_Supplied records_.
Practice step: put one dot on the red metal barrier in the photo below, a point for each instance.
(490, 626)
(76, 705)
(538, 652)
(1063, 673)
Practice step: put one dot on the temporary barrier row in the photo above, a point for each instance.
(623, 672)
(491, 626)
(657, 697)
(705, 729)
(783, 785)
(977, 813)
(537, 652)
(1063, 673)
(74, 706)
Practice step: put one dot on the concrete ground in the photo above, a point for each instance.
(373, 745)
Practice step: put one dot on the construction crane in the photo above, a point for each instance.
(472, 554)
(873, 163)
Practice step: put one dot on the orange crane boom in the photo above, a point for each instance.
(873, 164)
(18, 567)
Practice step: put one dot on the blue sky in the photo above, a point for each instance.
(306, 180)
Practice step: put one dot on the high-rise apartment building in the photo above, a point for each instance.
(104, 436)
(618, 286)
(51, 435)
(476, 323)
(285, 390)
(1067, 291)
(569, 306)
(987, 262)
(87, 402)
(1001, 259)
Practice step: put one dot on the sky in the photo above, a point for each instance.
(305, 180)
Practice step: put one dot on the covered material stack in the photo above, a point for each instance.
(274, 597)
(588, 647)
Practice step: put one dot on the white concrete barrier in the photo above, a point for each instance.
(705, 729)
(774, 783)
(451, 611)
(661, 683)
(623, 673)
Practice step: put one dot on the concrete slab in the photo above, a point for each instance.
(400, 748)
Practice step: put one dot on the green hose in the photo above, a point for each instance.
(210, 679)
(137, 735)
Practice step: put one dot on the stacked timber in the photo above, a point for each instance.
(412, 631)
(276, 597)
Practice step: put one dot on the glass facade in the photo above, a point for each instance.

_Direction_. Can you retype all of the items above word for word, each on its own line?

_Output below_.
Practice step: put one dot on the red metal barrier in the photo below, a point for each instance.
(490, 626)
(76, 705)
(538, 652)
(1063, 673)
Practice step: put one dot on the temporary barrier row in the photo above, a point for each instance.
(623, 672)
(491, 626)
(657, 697)
(705, 729)
(783, 785)
(977, 813)
(537, 652)
(1063, 673)
(74, 706)
Practice step: put one dot on the concrete ground in the photo above, a point for each instance.
(373, 745)
Practice step: put one dot on the construction crane in the photo above, a point for each instance.
(472, 554)
(873, 163)
Practice step: put one dot on the orange crane boom in the photo above, a point for each instance.
(873, 164)
(18, 567)
Practice step: put one dot on the blue sky in the photo above, a point for each instance.
(306, 180)
Practice step: put one dot on the high-rise apartment building in the photo above, a point for each instance.
(104, 436)
(618, 286)
(51, 435)
(476, 323)
(285, 390)
(1067, 291)
(569, 306)
(987, 262)
(87, 402)
(1001, 259)
Practice step: put one dot on the sky in the photo above, a point for each instance.
(305, 180)
Practice step: put one dot on the covered material stack in the photo above, a point for each instance.
(274, 597)
(588, 647)
Practice step: put one dot on the white concrete barrier in the photo above, a point for each instance.
(705, 729)
(774, 783)
(451, 611)
(661, 683)
(623, 673)
Practice step: put one dot on the concrete slab in the photo above, a point for each instance.
(400, 748)
Practice step: put one dot on the green hose in the photo above, a point for each instance.
(210, 679)
(137, 735)
Practice step: put one dot on the stacked timber in the photo above, a point for each instance.
(412, 631)
(276, 597)
Practice step: put one dot on the glass facade in the photo above, a point for each instance.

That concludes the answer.